Rewrite the records below with "Sample response" swapped for "Example output" everywhere, keeping everything else the same.

----- Entries shown

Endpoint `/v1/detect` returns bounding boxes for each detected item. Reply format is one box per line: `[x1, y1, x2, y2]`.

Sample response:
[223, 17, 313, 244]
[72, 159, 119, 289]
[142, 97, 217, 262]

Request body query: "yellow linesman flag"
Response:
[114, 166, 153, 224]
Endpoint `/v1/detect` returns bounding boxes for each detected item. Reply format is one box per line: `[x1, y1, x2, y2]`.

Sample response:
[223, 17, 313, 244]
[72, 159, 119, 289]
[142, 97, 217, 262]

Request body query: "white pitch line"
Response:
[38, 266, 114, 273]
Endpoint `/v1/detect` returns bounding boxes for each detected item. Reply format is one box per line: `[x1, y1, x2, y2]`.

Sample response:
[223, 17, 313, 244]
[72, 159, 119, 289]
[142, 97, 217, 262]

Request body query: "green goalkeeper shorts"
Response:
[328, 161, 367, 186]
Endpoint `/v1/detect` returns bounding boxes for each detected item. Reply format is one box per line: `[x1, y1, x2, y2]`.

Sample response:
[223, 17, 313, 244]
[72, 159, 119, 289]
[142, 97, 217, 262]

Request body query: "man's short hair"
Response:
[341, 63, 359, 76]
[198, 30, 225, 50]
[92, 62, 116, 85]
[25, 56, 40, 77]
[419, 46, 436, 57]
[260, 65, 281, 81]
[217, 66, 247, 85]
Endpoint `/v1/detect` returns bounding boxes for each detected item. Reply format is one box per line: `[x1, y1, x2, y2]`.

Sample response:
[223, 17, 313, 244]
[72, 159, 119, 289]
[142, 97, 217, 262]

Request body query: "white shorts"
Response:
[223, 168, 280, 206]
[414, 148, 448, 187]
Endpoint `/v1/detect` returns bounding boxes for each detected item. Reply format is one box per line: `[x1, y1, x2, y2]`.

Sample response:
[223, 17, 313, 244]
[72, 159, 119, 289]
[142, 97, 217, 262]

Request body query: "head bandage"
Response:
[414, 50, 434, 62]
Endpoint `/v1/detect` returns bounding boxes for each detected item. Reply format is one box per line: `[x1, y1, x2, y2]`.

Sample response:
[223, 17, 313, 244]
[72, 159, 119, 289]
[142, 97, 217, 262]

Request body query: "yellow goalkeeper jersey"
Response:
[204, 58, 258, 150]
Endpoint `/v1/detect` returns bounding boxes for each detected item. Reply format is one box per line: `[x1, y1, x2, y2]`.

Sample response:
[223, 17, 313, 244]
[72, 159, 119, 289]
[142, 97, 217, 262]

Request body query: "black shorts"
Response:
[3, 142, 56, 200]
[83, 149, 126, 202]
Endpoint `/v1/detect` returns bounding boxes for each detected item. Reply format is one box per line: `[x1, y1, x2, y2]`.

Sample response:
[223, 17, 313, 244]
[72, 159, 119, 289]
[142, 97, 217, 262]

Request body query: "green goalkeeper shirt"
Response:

----------

## Result below
Endpoint `/v1/detect` returns bounding boxes for each detected item. Reply format is one box per line: `[x1, y1, x2, y2]`.

Example output:
[223, 17, 313, 244]
[72, 159, 119, 289]
[142, 97, 217, 262]

Request body query: "yellow linesman flag"
Response:
[114, 166, 153, 224]
Endpoint `/v1/detect` returns bounding boxes for each detected item. Reply format is one box per line: `[x1, y1, x2, y2]`.

Example output:
[223, 17, 313, 244]
[72, 159, 119, 289]
[142, 97, 217, 262]

Request body query: "white pitch line"
Response:
[38, 266, 114, 273]
Endpoint `/v1/detect` returns bounding boxes for each detected item. Reply format is one box per line: `[x1, y1, x2, y2]`.

Example output:
[223, 17, 313, 244]
[72, 159, 119, 289]
[142, 97, 217, 262]

Request body query: "green goalkeeper shorts"
Response:
[328, 161, 367, 186]
Endpoint `/v1/detect` returns bounding boxes for each detected item. Reply format is one box per line: `[x1, y1, x2, y2]`.

Example output:
[223, 17, 313, 244]
[72, 159, 119, 289]
[142, 97, 217, 262]

Request body query: "man's short hair"
Response:
[341, 63, 359, 76]
[198, 30, 225, 50]
[92, 62, 116, 85]
[25, 56, 40, 77]
[419, 46, 436, 57]
[260, 65, 281, 81]
[217, 66, 247, 85]
Endpoint `/v1/detect` returns bounding boxes for each detected item. Reply format is one box per line: `[x1, y1, x2, y2]`.

Example output:
[223, 17, 313, 244]
[72, 159, 119, 289]
[142, 97, 217, 262]

Request body query: "white shorts"
Response:
[223, 168, 280, 206]
[414, 148, 448, 187]
Endpoint `/v1/detect` returns bounding boxes for each detected item. Reply format is one box per line: `[x1, y1, x2, y2]`.

Example output:
[223, 17, 313, 244]
[72, 159, 119, 289]
[142, 97, 217, 262]

Request body query: "head bandage"
Response:
[414, 50, 434, 62]
Endpoint `/v1/detect` returns bounding boxes for each detected item. Reply format is one box per line: `[x1, y1, x2, y2]`.

Example output:
[223, 17, 313, 244]
[72, 159, 119, 289]
[142, 97, 217, 262]

Request body query: "yellow goalkeeper jersey"
Response:
[204, 58, 258, 150]
Endpoint `/v1/detect` returns bounding boxes for each detected item. Reply format is one box per line: `[x1, y1, x2, y2]`.

Example output:
[223, 17, 313, 244]
[72, 159, 119, 289]
[142, 97, 217, 262]

Request body query: "black shorts"
Response:
[3, 142, 56, 200]
[83, 149, 126, 202]
Endpoint `/v1/detect` returns bounding boxes for each detected item. Reply format is one box per line: `[x1, y1, x2, y2]`.

Example output:
[223, 17, 313, 244]
[72, 159, 119, 289]
[142, 97, 217, 262]

Request body query: "green goalkeeper shirt"
Response:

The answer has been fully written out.